## Stored records
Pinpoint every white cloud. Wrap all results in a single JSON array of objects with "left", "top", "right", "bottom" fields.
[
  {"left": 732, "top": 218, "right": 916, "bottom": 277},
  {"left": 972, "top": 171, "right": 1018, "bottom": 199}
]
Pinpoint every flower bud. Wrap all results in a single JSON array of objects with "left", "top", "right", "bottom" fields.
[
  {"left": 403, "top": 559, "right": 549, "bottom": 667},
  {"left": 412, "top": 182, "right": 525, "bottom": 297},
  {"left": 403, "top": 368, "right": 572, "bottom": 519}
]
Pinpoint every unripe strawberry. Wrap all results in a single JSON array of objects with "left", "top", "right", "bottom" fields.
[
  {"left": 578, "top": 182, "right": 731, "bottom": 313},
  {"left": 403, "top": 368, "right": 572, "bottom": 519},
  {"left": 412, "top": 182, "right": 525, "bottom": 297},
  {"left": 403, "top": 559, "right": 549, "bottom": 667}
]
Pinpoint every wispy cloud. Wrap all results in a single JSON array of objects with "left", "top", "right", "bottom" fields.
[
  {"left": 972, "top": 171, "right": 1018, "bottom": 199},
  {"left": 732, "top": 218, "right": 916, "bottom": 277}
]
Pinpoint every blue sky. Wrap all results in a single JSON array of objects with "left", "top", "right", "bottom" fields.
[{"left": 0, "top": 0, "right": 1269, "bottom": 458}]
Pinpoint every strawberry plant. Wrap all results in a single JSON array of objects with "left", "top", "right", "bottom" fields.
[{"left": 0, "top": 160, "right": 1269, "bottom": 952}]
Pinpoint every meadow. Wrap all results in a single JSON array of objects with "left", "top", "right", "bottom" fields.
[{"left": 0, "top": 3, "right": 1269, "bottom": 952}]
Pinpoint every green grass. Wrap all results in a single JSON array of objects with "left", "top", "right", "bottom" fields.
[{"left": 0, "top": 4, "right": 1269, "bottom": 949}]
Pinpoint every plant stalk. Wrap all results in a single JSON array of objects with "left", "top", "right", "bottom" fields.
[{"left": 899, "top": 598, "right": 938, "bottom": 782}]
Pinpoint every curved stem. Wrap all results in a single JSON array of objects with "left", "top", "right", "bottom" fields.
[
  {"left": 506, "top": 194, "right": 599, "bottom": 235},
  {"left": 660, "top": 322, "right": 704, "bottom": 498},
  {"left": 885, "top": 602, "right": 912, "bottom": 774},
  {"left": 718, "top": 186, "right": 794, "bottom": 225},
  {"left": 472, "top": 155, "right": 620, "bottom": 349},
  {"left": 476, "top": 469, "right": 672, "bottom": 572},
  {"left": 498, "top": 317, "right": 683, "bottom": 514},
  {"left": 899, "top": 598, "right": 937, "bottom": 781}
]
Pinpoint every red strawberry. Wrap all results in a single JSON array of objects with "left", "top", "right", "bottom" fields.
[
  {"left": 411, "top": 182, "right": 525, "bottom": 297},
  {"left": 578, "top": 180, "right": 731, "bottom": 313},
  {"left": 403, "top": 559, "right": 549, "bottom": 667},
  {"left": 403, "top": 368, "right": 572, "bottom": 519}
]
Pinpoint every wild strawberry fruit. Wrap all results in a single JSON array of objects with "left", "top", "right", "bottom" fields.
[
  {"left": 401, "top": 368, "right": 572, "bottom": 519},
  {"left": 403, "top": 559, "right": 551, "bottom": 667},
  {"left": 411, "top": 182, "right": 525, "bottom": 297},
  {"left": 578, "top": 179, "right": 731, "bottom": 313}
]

## Task description
Arrange every line from the one containing "Pinpoint every red" through the end of the records as a numbered list, skipping any blank lines.

## Exercise answer
1. Pinpoint every red strawberry. Wrap all results in a single JSON array of objects with "left", "top", "right", "bottom" fields.
2. [
3.   {"left": 411, "top": 182, "right": 525, "bottom": 297},
4.   {"left": 578, "top": 180, "right": 731, "bottom": 313},
5.   {"left": 403, "top": 559, "right": 549, "bottom": 667},
6.   {"left": 403, "top": 368, "right": 572, "bottom": 519}
7. ]
8. Pinpoint every wild strawberry fruit. Wrap all results in a single JSON array of objects with "left", "top", "right", "bottom" fields.
9. [
10.   {"left": 401, "top": 368, "right": 572, "bottom": 519},
11.   {"left": 403, "top": 559, "right": 551, "bottom": 667},
12.   {"left": 411, "top": 182, "right": 525, "bottom": 297},
13.   {"left": 578, "top": 179, "right": 731, "bottom": 313}
14. ]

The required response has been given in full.